## Compito da svolgere
Prosegui il testo sul licenziamento per scarso rendimento dopo l'ultima frase riportata.

## Sezione del documento
⁂
Si può licenziare un lavoratore perché è pigro? Il rapporto di lavoro si regge sul rispetto dei diritti e degli obblighi da esso connessi. La violazione di tali obblighi potrebbe portare conseguenze importanti al lavoratore dipendente.
Per analizzare e rispondere alla domanda che ci siamo posti all’inizio, in una recente sentenza, la Corte di Cassazione ha ribadito che le aziende hanno la possibilità legittima di licenziare i lavoratori che non dimostrano un impegno e una produttività minima.
Tuttavia, spesso, si tratta di limiti e parametri difficili da individuare, anche perché non sempre, almeno, il lavoratore è l’unico responsabile del risultato.
Quali sono le linee guida?
La Cassazione ha precisato che il discostamento da parametri idonei ad acclarare che la prestazione resa dal lavoratore sia diligente e professionale potrà rappresentare segno di scarso rendimento. Solo in questo caso, si può giustificare il licenziamento per giustificato motivo soggettivo.
Il licenziamento per scarso rendimento è legittimo quando il lavoratore dipendente non adempie agli obblighi contrattuali di impegno e diligenza. Assumendo un tale comportamento, il lavoratore dà luogo a performance che si collocano al di sotto rispetto alla media degli altri lavoratori.
La Corte di Cassazione, con l’ordinanza n. 10640 del 19 aprile 2024, affronta gli elementi del licenziamento per scarso rendimento.
Le aziende possono licenziare un proprio lavoratore dipendente per pigrizia. Il nome tecnico di questa procedura è proprio quella di licenziamento per scarso rendimento. Si tratta di una pratica tutto sommato insolita anche per via della sua complessità di applicazione.
Molto difficilmente è possibile individuare i precisi parametri di produttività di un singolo lavoratore e, quindi, diventa complesso dimostrarne la pigrizia.
Nel caso trattato dall'ordinanza, il lavoratore dipendente si era assentato dal posto di lavoro per lunghi periodi, chiedendo un’esenzione per malattia.
Inoltre, quando presente al lavoro dava una produttività molto bassa. Secondo i suoi datori di lavoro, la prestazione lavorativa del dipendente in questione era insufficiente.
Di conseguenza, i suoi datori di lavoro hanno deciso di licenziarlo proprio per scarso rendimento contro cui è stato fatto ricorso fino al terzo grado di giudizio.
⁂
[Dati di localizzazione dei punti]

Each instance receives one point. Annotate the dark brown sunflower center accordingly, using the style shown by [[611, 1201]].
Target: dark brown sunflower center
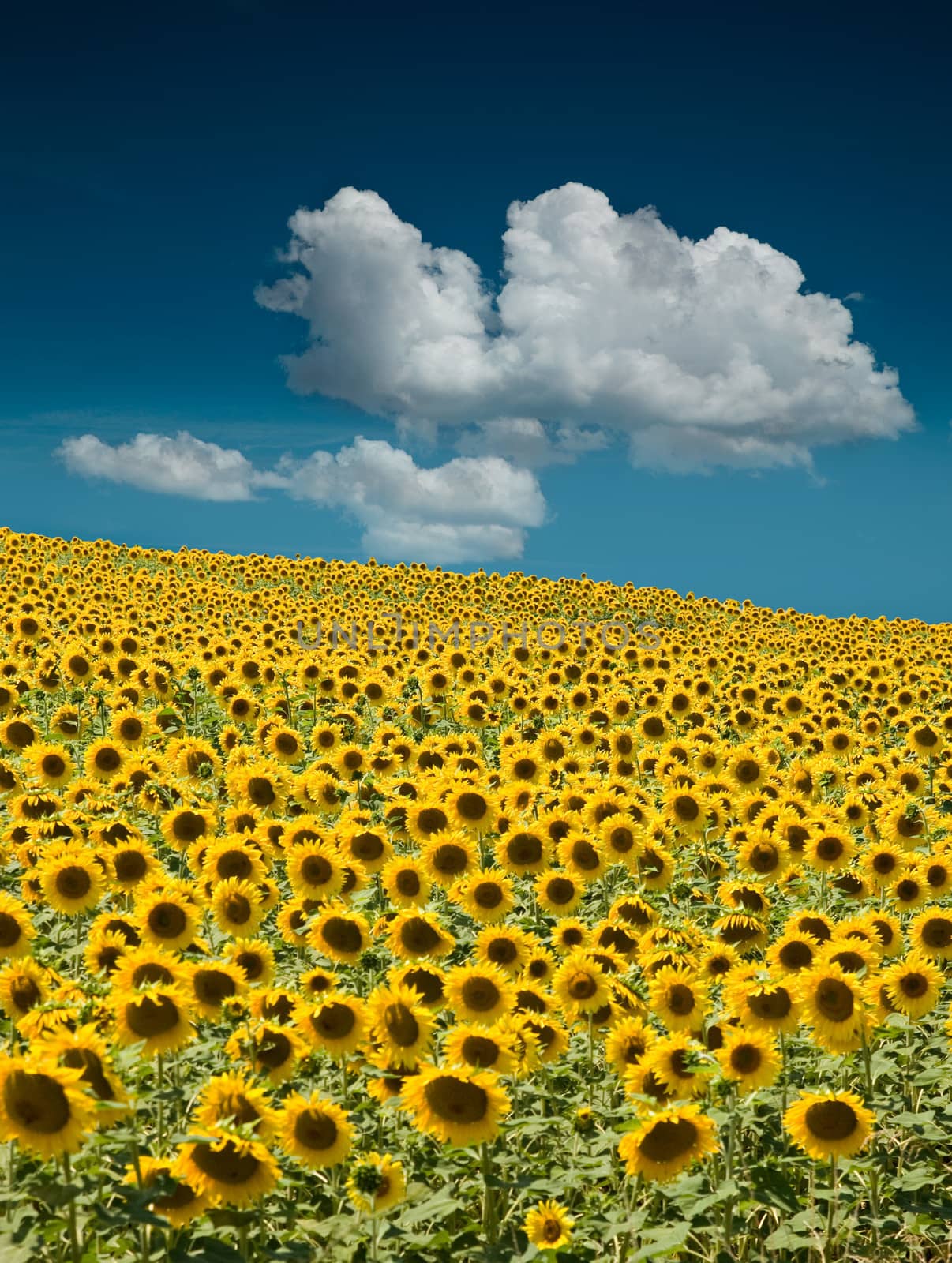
[[745, 1059], [480, 995], [151, 1017], [471, 806], [167, 921], [560, 890], [488, 894], [73, 882], [343, 935], [130, 867], [937, 932], [770, 1006], [432, 820], [37, 1102], [189, 826], [831, 1121], [450, 859], [402, 1026], [317, 871], [227, 1165], [480, 1051], [418, 936], [10, 930], [835, 999], [913, 985], [212, 985], [668, 1140], [92, 1073], [334, 1021], [315, 1130], [455, 1100], [680, 999], [583, 987], [261, 793], [408, 883]]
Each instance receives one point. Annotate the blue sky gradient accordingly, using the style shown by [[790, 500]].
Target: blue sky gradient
[[152, 158]]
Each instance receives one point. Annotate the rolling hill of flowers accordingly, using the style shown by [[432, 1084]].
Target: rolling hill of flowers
[[413, 943]]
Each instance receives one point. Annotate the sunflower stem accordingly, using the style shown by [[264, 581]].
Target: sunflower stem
[[73, 1233], [831, 1212], [160, 1084], [489, 1201]]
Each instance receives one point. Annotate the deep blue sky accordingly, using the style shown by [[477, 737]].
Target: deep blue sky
[[153, 155]]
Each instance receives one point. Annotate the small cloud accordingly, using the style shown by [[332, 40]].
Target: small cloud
[[605, 324], [471, 508], [183, 465]]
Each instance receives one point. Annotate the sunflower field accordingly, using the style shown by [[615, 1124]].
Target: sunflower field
[[402, 946]]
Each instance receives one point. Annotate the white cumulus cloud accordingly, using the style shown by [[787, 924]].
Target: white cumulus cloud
[[471, 508], [463, 511], [696, 353], [183, 465]]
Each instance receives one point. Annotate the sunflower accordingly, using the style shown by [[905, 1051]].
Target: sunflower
[[315, 869], [43, 1105], [315, 1130], [157, 1016], [186, 825], [829, 1126], [377, 1182], [147, 965], [272, 1050], [88, 1051], [835, 1004], [485, 897], [406, 883], [548, 1225], [931, 934], [400, 1023], [678, 998], [749, 1058], [362, 843], [680, 1062], [130, 863], [478, 993], [166, 919], [558, 892], [103, 761], [227, 1168], [51, 764], [17, 930], [254, 958], [628, 1041], [181, 1204], [414, 935], [231, 1100], [460, 1107], [336, 1023], [473, 808], [482, 1048], [230, 856], [72, 881], [238, 907], [214, 984], [763, 1003], [913, 985], [340, 934], [667, 1142], [23, 985], [581, 985], [448, 856]]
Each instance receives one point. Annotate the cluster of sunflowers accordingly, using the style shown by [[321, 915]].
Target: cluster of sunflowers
[[271, 913]]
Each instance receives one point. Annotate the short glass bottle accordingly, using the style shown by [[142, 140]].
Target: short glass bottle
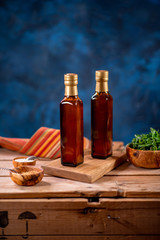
[[71, 123], [101, 118]]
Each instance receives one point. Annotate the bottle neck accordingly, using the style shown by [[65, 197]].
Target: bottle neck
[[101, 86], [71, 90]]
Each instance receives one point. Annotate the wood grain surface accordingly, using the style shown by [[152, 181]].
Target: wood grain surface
[[123, 205], [91, 170], [79, 217]]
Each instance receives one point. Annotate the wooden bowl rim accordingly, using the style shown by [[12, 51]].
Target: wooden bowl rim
[[147, 151], [24, 158], [28, 166]]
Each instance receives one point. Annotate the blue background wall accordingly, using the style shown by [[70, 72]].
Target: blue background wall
[[40, 40]]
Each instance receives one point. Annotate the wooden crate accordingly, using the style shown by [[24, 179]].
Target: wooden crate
[[123, 205]]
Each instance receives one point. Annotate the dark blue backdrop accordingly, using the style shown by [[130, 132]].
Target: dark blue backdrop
[[40, 40]]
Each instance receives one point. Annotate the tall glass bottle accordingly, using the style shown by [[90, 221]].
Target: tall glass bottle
[[101, 117], [71, 123]]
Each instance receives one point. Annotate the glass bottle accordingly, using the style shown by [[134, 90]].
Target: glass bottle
[[101, 117], [71, 123]]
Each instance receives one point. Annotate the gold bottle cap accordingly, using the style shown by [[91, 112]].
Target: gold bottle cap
[[71, 81], [101, 75], [101, 81]]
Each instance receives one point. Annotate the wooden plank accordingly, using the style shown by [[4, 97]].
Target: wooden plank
[[91, 170], [55, 187], [127, 169], [108, 186], [138, 186], [80, 217], [89, 237]]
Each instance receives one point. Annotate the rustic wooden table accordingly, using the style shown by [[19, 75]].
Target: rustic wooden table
[[123, 205]]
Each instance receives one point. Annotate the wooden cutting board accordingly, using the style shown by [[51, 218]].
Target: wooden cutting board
[[91, 170]]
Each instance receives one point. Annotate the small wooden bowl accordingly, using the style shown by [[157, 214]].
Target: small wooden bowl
[[27, 176], [143, 158], [21, 161]]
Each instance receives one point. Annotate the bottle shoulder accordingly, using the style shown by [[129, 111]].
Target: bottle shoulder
[[102, 95], [72, 100]]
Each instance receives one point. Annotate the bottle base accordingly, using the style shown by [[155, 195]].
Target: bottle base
[[71, 164], [101, 157]]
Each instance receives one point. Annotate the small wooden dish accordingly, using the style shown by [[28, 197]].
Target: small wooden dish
[[143, 158], [22, 161], [26, 175]]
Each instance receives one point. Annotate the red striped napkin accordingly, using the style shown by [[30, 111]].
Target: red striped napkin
[[44, 143]]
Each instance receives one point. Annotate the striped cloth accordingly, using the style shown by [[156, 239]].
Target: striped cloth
[[44, 143]]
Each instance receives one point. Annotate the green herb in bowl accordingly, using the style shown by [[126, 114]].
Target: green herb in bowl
[[150, 141], [144, 150]]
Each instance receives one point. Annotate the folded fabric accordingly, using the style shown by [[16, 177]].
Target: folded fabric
[[44, 143]]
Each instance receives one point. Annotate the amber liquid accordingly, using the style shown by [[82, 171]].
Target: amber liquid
[[101, 124], [71, 126]]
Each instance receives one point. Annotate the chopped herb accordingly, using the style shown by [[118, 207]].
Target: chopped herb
[[150, 141]]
⁂
## Risposta
In base a quanto stabilito dalla Cassazione, non esistono parametri esatti per accertare che le prestazioni lavorative siano eseguite con diligenza e professionalità.
Ne consegue che il mancato raggiungimento di un risultato non costituisce giusta causa per un licenziamento. Per poter licenziare il lavoratore, quindi, deve essere colpa di quest’ultimo.
La Corte di Cassazione, per far comprendere al meglio questo concetto, spiega che l’elemento soggettivo distingue il recesso per scarso rendimento, da tutte le altre tipologie di recesso unilaterale datoriale, che si basano su circostanze riguardanti la persona del lavoratore.
È necessario, inoltre, che venga effettuata una valutazione complessiva delle attività svolte dal lavoratore, unita all'analisi dei dati forniti in merito alle sue presunte inadempienze. Il datore di lavoro non può stabilire una soglia minima di produzione arbitraria, ma deve basarsi sulla media delle attività svolte dai vari dipendenti.
Ci sono anche altri passaggi nella procedura che porta al licenziamento come l'invio di un preavviso al dipendente, la contestazione scritta delle condotte incriminate e la possibilità per il lavoratore di difendersi entro un certo termine.
Ritornando alla questione, il mancato raggiungimento di un risultato prefissato, peraltro, non costituisce di per sé un inadempimento.
In ogni caso, è e rimane un tema molto delicato e non sempre inquadrabile con facilità, proprio per via di quanto abbiamo spiegato fino ad ora.